Pull every line containing "uniform" from the data.

(Beginning of Data provided)

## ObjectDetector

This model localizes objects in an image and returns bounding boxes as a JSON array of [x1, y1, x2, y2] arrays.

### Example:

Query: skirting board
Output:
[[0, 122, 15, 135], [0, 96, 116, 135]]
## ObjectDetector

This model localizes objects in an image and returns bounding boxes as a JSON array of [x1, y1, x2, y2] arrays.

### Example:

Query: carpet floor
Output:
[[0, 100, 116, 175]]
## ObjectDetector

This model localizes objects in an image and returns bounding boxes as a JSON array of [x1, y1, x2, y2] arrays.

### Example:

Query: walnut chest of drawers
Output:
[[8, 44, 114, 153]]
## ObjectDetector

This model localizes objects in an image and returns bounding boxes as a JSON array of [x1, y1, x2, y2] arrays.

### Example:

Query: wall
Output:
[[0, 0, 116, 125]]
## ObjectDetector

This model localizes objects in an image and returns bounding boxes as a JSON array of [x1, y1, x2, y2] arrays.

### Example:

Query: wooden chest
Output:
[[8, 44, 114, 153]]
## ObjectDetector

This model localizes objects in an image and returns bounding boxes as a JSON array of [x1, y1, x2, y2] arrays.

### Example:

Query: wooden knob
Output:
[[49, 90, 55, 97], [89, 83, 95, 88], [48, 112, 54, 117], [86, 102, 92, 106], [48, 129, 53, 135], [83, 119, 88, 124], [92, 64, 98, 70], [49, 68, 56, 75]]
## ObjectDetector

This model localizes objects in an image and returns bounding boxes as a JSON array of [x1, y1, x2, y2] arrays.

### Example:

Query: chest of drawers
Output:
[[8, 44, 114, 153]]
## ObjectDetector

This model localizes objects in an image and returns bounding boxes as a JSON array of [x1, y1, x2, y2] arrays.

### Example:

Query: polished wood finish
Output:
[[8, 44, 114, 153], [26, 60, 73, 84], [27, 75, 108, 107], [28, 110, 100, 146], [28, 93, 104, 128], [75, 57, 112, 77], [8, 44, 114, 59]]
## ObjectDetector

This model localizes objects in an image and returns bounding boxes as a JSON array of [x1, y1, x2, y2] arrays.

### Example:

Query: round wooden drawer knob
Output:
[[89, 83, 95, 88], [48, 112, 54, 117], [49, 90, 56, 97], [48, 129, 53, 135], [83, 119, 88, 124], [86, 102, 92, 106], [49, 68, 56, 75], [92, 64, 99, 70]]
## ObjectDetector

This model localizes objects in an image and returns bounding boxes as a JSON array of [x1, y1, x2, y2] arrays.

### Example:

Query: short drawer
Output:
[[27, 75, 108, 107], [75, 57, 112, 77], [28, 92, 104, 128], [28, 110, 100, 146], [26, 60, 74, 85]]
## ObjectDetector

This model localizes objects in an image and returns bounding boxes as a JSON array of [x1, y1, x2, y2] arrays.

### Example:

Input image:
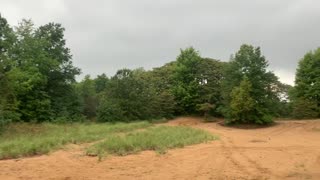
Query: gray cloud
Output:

(End of Data provided)
(Beginning of Data provided)

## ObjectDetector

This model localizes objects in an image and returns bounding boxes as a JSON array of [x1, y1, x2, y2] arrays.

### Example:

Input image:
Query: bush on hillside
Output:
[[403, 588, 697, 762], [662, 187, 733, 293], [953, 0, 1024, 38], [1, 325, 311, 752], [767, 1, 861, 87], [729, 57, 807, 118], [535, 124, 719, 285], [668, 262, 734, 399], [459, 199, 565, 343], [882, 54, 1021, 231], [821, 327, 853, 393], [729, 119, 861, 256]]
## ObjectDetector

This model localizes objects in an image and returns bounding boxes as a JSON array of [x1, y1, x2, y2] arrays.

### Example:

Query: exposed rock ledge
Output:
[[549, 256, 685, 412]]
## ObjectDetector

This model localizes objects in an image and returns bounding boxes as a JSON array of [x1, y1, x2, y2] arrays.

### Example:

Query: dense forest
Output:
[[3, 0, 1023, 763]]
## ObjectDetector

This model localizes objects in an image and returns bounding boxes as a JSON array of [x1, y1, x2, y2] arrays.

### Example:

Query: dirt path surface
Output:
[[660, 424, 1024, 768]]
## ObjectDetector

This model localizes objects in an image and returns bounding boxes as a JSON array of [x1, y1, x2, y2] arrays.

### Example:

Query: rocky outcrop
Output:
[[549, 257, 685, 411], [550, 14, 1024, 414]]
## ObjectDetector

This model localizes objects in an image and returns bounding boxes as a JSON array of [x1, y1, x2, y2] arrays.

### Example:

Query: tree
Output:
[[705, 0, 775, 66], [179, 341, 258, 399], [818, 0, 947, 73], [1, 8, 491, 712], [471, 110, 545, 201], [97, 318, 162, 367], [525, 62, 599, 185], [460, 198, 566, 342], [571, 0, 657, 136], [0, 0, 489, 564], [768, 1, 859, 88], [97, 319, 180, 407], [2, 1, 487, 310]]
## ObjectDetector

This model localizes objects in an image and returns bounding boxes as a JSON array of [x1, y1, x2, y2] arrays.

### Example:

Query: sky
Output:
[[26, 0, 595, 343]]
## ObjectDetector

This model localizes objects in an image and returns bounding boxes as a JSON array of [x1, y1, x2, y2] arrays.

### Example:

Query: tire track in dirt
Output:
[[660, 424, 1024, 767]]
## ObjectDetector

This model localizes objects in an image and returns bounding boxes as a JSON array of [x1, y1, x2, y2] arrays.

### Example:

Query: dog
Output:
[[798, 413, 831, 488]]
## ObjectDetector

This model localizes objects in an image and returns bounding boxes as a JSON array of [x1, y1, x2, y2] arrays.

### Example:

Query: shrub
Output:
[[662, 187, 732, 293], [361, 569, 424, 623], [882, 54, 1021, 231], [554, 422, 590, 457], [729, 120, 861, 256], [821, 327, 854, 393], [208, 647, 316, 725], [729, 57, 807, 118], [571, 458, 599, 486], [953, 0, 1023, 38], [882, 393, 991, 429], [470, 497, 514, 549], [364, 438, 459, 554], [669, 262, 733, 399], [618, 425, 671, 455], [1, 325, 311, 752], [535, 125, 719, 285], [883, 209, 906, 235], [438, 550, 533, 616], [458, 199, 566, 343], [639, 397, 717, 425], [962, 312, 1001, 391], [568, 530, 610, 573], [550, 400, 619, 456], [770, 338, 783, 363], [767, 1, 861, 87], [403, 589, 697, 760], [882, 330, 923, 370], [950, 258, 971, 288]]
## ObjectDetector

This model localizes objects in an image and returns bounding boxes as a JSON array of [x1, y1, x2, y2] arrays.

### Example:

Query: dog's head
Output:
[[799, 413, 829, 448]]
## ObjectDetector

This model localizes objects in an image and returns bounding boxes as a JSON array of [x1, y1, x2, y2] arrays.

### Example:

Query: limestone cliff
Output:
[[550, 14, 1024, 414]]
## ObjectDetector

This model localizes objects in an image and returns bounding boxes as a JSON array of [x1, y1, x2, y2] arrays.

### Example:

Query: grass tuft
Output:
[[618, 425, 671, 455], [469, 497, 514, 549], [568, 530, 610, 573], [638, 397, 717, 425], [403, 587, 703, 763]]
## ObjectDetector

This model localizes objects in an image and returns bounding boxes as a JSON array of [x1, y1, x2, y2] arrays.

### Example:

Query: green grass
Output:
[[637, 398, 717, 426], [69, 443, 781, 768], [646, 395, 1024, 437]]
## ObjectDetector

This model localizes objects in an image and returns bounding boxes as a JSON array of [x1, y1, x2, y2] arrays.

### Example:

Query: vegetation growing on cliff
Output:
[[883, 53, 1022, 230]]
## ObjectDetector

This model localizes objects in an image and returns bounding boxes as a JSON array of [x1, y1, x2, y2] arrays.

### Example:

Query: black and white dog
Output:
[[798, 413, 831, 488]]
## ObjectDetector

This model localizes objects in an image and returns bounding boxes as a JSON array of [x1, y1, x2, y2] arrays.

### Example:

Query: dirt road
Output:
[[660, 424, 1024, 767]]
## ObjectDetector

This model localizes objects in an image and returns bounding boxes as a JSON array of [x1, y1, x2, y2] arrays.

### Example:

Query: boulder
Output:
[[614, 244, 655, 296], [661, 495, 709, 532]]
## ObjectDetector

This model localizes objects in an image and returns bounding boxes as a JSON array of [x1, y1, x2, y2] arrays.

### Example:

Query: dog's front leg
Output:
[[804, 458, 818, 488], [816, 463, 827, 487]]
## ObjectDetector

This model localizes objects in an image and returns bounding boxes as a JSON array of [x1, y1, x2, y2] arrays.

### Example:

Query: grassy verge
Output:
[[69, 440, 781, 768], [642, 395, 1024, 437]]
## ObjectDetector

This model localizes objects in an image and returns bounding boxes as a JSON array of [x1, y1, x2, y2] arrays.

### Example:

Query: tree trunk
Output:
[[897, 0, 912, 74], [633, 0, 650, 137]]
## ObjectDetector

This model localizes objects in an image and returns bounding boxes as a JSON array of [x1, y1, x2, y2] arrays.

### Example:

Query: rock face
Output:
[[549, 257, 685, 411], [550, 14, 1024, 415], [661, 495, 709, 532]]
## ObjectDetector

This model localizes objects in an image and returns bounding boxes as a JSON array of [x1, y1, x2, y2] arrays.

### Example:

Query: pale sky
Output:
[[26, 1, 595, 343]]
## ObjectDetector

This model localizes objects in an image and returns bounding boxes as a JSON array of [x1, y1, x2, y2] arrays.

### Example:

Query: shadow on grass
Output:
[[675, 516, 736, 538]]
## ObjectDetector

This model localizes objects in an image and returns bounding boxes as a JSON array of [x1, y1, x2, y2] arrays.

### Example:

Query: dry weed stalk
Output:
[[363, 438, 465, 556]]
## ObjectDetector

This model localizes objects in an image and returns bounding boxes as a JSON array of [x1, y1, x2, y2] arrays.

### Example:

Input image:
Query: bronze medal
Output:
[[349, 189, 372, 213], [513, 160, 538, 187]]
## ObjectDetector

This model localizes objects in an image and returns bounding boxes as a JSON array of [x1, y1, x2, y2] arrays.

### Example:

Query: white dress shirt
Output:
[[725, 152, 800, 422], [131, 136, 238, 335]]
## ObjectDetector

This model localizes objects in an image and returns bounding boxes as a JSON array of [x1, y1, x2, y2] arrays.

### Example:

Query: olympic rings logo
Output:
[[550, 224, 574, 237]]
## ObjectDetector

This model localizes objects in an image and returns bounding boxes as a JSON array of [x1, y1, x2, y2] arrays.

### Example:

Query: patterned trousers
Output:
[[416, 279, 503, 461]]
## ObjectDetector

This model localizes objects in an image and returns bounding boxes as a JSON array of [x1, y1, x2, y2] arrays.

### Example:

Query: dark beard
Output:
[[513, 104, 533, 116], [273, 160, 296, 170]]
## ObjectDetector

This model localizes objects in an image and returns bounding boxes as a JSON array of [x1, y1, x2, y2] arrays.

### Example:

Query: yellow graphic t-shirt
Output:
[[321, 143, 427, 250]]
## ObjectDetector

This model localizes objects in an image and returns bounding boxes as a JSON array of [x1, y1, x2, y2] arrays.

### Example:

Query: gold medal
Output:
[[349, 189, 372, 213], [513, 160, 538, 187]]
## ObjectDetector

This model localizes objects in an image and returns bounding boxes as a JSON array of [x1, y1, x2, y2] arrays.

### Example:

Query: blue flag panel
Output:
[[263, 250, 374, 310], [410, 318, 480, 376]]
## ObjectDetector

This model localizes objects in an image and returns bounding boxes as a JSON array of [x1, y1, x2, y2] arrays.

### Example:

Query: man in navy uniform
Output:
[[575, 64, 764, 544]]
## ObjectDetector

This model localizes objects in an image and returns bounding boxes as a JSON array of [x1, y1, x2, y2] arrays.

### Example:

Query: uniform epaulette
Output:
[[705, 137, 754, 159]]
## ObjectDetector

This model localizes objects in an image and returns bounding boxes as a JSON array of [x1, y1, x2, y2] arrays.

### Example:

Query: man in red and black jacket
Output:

(End of Data provided)

Solution to this exercise.
Query: man in navy uniform
Query: uniform epaulette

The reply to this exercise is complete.